[Natural language region descriptions]
------------------------------------------------------------------------
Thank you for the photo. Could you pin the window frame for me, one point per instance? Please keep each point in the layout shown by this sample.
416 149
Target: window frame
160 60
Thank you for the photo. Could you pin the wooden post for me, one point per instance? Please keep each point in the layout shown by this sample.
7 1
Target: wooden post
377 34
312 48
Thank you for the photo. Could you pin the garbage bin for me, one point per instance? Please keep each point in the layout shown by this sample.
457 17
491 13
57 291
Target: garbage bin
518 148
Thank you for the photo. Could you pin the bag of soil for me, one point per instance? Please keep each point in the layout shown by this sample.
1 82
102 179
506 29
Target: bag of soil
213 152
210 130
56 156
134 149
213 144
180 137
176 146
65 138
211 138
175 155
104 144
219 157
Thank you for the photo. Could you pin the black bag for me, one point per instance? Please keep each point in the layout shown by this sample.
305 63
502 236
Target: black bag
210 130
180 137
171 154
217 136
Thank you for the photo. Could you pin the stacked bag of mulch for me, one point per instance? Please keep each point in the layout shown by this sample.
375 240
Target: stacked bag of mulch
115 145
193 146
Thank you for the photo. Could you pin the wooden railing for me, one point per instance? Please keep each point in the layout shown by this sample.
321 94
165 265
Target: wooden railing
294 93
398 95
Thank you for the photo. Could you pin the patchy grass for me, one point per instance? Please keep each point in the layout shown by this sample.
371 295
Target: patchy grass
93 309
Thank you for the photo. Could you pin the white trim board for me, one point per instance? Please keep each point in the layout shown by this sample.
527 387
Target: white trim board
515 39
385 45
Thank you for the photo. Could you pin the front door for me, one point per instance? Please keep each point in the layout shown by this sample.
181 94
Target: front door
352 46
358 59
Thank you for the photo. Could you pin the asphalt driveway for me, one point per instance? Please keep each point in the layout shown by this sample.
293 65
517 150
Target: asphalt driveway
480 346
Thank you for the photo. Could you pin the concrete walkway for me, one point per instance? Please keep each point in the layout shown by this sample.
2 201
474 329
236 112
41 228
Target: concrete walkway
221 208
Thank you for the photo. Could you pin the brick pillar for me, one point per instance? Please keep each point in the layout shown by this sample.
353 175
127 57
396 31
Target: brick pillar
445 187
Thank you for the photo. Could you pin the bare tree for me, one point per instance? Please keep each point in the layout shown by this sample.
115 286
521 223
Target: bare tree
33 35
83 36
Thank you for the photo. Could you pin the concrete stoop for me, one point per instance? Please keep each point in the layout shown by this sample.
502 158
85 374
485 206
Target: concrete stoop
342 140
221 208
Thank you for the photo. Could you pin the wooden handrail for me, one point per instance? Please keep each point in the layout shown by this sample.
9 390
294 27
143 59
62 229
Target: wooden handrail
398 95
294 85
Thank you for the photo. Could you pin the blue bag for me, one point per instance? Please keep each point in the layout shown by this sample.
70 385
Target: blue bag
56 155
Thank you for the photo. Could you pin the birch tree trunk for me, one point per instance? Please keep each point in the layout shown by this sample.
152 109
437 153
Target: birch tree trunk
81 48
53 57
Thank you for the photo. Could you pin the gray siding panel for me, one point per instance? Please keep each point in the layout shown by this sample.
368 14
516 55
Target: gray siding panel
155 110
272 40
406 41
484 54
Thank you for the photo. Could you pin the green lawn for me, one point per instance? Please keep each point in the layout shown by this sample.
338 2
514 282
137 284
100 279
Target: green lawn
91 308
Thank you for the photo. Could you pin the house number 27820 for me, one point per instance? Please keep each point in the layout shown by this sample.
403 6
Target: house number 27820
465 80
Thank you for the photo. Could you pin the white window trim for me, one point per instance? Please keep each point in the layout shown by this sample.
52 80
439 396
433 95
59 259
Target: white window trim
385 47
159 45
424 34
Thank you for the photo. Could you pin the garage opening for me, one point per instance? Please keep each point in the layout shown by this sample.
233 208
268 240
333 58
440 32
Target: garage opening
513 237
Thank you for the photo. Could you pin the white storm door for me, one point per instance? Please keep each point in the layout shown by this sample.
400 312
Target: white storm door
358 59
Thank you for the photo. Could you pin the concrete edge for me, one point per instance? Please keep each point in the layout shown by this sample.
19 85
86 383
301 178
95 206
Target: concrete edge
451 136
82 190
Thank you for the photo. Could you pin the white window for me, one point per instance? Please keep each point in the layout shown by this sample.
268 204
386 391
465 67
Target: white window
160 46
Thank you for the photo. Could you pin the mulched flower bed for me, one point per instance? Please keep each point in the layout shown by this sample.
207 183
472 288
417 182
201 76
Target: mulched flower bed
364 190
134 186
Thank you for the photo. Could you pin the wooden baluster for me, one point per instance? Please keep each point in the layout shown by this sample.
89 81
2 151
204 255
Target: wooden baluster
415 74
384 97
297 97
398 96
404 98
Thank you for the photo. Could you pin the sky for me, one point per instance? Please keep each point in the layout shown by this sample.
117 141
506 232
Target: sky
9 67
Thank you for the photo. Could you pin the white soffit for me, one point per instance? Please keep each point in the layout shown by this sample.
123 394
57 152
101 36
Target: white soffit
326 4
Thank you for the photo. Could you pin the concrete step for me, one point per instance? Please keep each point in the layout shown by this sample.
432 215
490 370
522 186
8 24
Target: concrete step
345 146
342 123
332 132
------------------------------------------------------------------------
The entries above must be retyped exactly, down to the last character.

-- WRITTEN RESPONSE --
Thank you for the photo. Could you pin the window frame for me, one point per instance? Please keep each point in the layout shown by this sample.
416 149
Target: window frame
160 60
Thank you for the photo. Could you pin the wooden post for me, one point per instance? Please keep each point in the layout shown by this sample.
7 1
Target: wooden post
377 34
312 48
Thank you for the photo. Could you pin the garbage bin for me, one point per instance? Please keep each point in the layout shown by this sample.
457 17
491 13
57 291
Target: garbage bin
518 148
Thank you for the photo. Could you pin the bag of soil for me, one point per instance? Please keep each point in the layout shown by this sample.
1 82
102 179
506 29
Target: bag of soil
213 152
210 130
56 156
134 149
213 144
180 137
176 146
65 138
211 138
175 155
104 144
219 157
Thank you for the photo. Could you pin the black bag for me, one point per instance? Please keep each point in the layout shown by this sample.
305 63
502 236
Target: black bag
210 130
180 137
171 154
217 136
Thank you for the photo. Could you pin the stacked bag of mulch for me, one point per instance? Please keep each point in the layout shown by this sample.
375 240
Target: stacked bag of mulch
115 145
193 146
Thank you for the photo. Could you pin the wooden railing for me, one point per instance? Please keep each point in the layout shown by this sample.
321 94
165 265
Target: wooden railing
294 93
398 95
Thank you for the photo. Could you pin the patchy grass for me, one point per instance? Please keep each point in the layout shown by this sample.
371 295
Target: patchy grass
93 309
Thank you for the photo. Could you pin the white trim board for me, one point per instance? Please keep each point in the layout shown by this sample.
527 387
Target: white trim board
515 39
385 45
Thank you for the photo. Could you pin the front door for me, one point per instance? Please keep each point in the layout shown by this sample.
181 94
Target: front door
352 46
358 59
Thank you for the photo. Could you pin the asphalt driveway for me, one point per instance? Please keep each point in the layout shown by this sample.
293 65
517 150
Target: asphalt driveway
480 346
Thank you for the photo. Could you pin the concrete walkway for me, one point per instance? Please keep each point in the layout shown by this sample.
2 201
474 329
236 112
41 228
Target: concrete walkway
221 208
Thank you for the photo. Could you pin the brick pillar for me, one point per instance? Please keep each point in the layout shown by this sample.
353 175
127 57
396 31
Target: brick pillar
445 187
Thank you for the photo. Could you pin the bare tree for me, one point per instance? Please keep each point in the layout shown by this sample.
115 286
521 223
Target: bare tree
33 35
83 36
Thank you for the photo. Could you pin the concrete stoop for me, one point per instance? Please keep each point in the layout shown by this sample.
502 158
85 374
485 206
Target: concrete stoop
342 140
221 208
Thank you for the photo. Could you pin the wooden handrail for me, one point per instance? Please keep each point in the layout shown by this sample.
9 390
294 27
143 59
62 229
Target: wooden handrail
398 95
294 85
Thank you for the photo. Could you pin the blue bag for me, one point per instance? Please keep each point in the layout shown by this sample.
70 385
Target: blue bag
56 155
Thank you for the photo. Could you pin the birch tree trunk for me, one point per instance? Please keep each point in the layout shown by this sample.
152 109
437 153
Target: birch tree trunk
81 48
53 57
Thank you for the photo. Could you pin the gray siding panel for me, one point per instance? Please keep each point in the layout shown by this sample.
368 14
516 55
Target: gray siding panel
155 110
272 40
406 41
484 54
Thank you for the photo. Could you pin the green lawn for me, one point per instance? Please keep each point in the layout shown by this sample.
338 2
514 282
137 284
100 279
Target: green lawn
91 308
Thank you for the photo. Could you pin the house number 27820 for me, one point per instance? Please keep each point in the layout shown by this sample.
403 6
Target: house number 27820
465 80
Thank you for the photo. Could you pin the white window trim for me, one point per instance? Please keep each point in the layout shown by this sample.
52 80
439 396
433 95
59 259
Target: white window trim
385 47
159 45
424 34
Thank you for the photo. Could you pin the garage opening for me, one point per instance? Please keep each point in the layout shown by this sample.
233 208
268 240
333 58
440 32
Target: garage opening
513 237
Thank you for the photo. Could you pin the white storm door for me, one point per instance? Please keep each point in the layout shown by this sample.
400 312
Target: white storm door
358 59
Thank you for the photo. Could you pin the concrete edge for me, one point per instance? Please keep each point in the layout shown by this sample.
19 85
86 383
301 178
95 206
Target: concrete edge
451 136
82 190
Thank you for the photo. Could you pin the white window for me, one point per instance? Please keep each point in the layout shown by this sample.
268 204
386 391
465 67
Target: white window
160 46
Thank you for the photo. Could you pin the mulched flower bed for me, one point per instance? Please keep each point in the layout shown by this sample.
207 183
472 288
417 182
201 76
Target: mulched flower bed
364 190
134 186
Thank you for the photo. Could you pin the wooden baluster for me, one point per instance? Please keep each point in the layout shown by this sample.
89 81
2 151
204 255
Target: wooden baluster
415 74
384 97
297 97
398 96
404 98
Thank you for the photo. Could you pin the sky for me, one point per instance? Please keep each point in the layout shown by this sample.
117 141
506 232
Target: sky
9 67
Thank you for the photo. Could you pin the white soffit for me, one point per instance? Please keep each point in the layout shown by this sample.
123 394
57 152
101 36
Target: white soffit
326 4
Thank you for the photo. Could you pin the concrete step for me, one point per instance? Please keep each point in the layout shown by this sample.
432 215
490 370
522 186
8 24
Target: concrete step
345 146
342 123
332 132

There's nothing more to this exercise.